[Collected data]
-- START --
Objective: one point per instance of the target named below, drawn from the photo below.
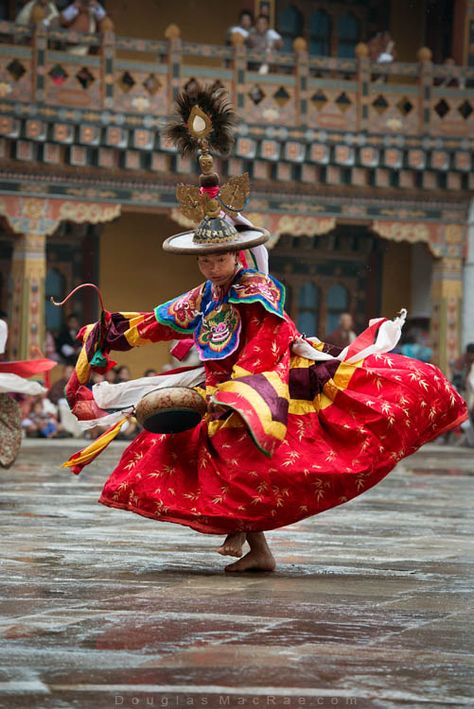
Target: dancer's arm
(258, 386)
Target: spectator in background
(67, 346)
(56, 392)
(264, 39)
(411, 348)
(461, 368)
(344, 334)
(42, 420)
(37, 11)
(449, 80)
(382, 48)
(86, 16)
(50, 346)
(243, 28)
(123, 374)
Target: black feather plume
(216, 104)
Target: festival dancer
(293, 426)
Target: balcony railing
(141, 77)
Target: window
(320, 34)
(308, 309)
(337, 301)
(55, 286)
(290, 20)
(348, 36)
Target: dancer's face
(218, 268)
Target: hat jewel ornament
(203, 123)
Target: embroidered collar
(212, 314)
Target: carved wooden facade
(387, 147)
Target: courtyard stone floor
(370, 606)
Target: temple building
(362, 170)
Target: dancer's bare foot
(233, 544)
(259, 558)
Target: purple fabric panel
-- END --
» Task:
Reproduce every item above verbatim, omitting the pictures.

» Finished exercise:
Objective: one point per instance of the target named below, drawn from the photo below.
Target: dancer's arm
(258, 386)
Target: spectator in background
(67, 346)
(56, 392)
(264, 39)
(411, 348)
(461, 368)
(344, 334)
(42, 420)
(37, 11)
(449, 80)
(382, 48)
(86, 16)
(50, 346)
(243, 28)
(123, 374)
Target: black feather plume
(216, 104)
Target: festival dancer
(293, 426)
Target: balcony railing
(141, 77)
Target: window
(320, 34)
(308, 309)
(337, 301)
(55, 286)
(290, 20)
(348, 36)
Target: dancer's face
(218, 268)
Target: hat jewel ornament
(203, 123)
Target: embroidered collar
(212, 314)
Target: carved wooden facade
(387, 147)
Target: courtyard stone floor
(370, 606)
Target: temple building
(362, 170)
Target: dancer's bare foot
(233, 544)
(259, 558)
Target: purple fabric panel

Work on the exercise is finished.